# DATASET RECORDS

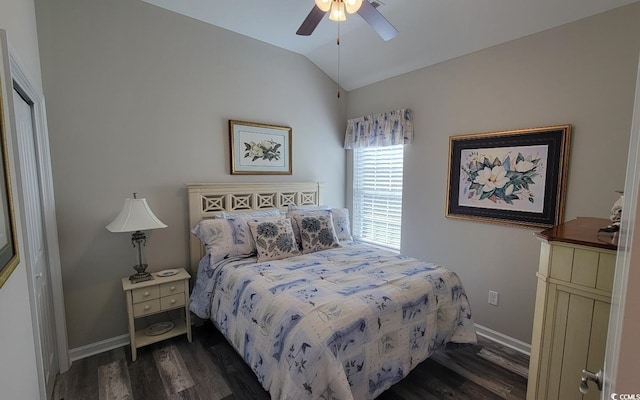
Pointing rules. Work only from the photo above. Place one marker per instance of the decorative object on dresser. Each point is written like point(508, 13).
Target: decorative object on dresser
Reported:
point(575, 280)
point(260, 149)
point(136, 216)
point(169, 291)
point(516, 177)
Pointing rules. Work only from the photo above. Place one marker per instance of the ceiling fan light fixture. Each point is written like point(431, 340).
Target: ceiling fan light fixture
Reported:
point(337, 11)
point(352, 5)
point(324, 5)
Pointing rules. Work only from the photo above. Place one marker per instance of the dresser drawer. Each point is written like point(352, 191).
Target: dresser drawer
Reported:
point(169, 288)
point(146, 293)
point(587, 267)
point(173, 301)
point(146, 307)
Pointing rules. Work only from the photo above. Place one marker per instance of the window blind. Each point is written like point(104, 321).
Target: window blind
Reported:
point(377, 195)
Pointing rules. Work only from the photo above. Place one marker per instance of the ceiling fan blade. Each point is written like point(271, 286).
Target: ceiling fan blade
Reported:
point(377, 21)
point(310, 23)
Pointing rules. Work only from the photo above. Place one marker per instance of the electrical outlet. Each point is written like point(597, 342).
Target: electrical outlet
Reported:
point(493, 298)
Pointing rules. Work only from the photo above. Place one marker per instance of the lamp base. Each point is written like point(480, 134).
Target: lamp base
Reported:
point(140, 277)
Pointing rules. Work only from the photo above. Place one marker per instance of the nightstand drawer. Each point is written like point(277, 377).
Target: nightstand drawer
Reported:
point(147, 307)
point(144, 294)
point(169, 302)
point(169, 288)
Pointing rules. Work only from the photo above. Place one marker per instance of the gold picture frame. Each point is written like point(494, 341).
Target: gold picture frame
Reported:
point(260, 149)
point(516, 177)
point(9, 257)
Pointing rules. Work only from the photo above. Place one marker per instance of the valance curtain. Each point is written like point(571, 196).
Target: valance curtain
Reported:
point(379, 130)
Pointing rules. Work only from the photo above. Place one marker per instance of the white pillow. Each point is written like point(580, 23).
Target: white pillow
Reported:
point(228, 237)
point(218, 239)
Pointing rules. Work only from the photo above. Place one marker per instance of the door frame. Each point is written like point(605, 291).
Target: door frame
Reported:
point(623, 324)
point(23, 84)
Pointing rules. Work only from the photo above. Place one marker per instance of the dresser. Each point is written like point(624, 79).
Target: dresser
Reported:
point(573, 297)
point(160, 295)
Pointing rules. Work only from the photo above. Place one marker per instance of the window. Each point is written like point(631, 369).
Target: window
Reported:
point(377, 195)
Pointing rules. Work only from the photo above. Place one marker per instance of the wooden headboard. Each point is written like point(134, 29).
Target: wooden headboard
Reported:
point(206, 200)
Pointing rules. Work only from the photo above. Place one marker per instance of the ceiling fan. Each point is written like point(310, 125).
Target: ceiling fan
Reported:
point(336, 8)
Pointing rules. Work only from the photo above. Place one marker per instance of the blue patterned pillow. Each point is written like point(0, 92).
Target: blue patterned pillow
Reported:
point(274, 239)
point(342, 224)
point(316, 232)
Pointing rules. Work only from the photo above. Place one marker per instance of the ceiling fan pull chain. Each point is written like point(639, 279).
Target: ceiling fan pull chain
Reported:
point(338, 44)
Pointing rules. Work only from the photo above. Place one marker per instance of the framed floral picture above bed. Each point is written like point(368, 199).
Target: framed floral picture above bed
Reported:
point(260, 149)
point(514, 177)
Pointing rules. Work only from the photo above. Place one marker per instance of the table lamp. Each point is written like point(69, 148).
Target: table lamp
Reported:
point(136, 216)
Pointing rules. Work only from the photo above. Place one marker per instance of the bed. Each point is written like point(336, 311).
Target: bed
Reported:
point(345, 321)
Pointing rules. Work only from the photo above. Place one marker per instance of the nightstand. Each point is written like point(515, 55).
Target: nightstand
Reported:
point(163, 293)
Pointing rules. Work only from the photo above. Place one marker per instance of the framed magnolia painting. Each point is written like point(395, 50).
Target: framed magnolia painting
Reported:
point(260, 149)
point(514, 177)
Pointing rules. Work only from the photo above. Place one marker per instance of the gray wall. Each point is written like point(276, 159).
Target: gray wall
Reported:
point(138, 101)
point(582, 74)
point(18, 377)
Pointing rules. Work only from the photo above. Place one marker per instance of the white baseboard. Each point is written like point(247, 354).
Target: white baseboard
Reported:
point(503, 339)
point(98, 347)
point(123, 340)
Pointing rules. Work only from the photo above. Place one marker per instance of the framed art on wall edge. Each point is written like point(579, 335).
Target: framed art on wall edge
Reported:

# INSTRUCTIONS FOR THE TASK
Convert everything from the line containing "like point(639, 279)." down to the line containing "point(338, 44)", both lines included, into a two-column CSV with the headers instruction and response, with one line for each row giving its text and its answer. Put each field in double quotes and replace line breaks with spaces.

# ANSWER TO THE PROBLEM
instruction,response
"Pointing rules. Work only from the photo above. Place one marker per instance of the ceiling fan pull chain. Each point is written like point(639, 279). Target: ceiling fan pull chain Reported:","point(338, 44)"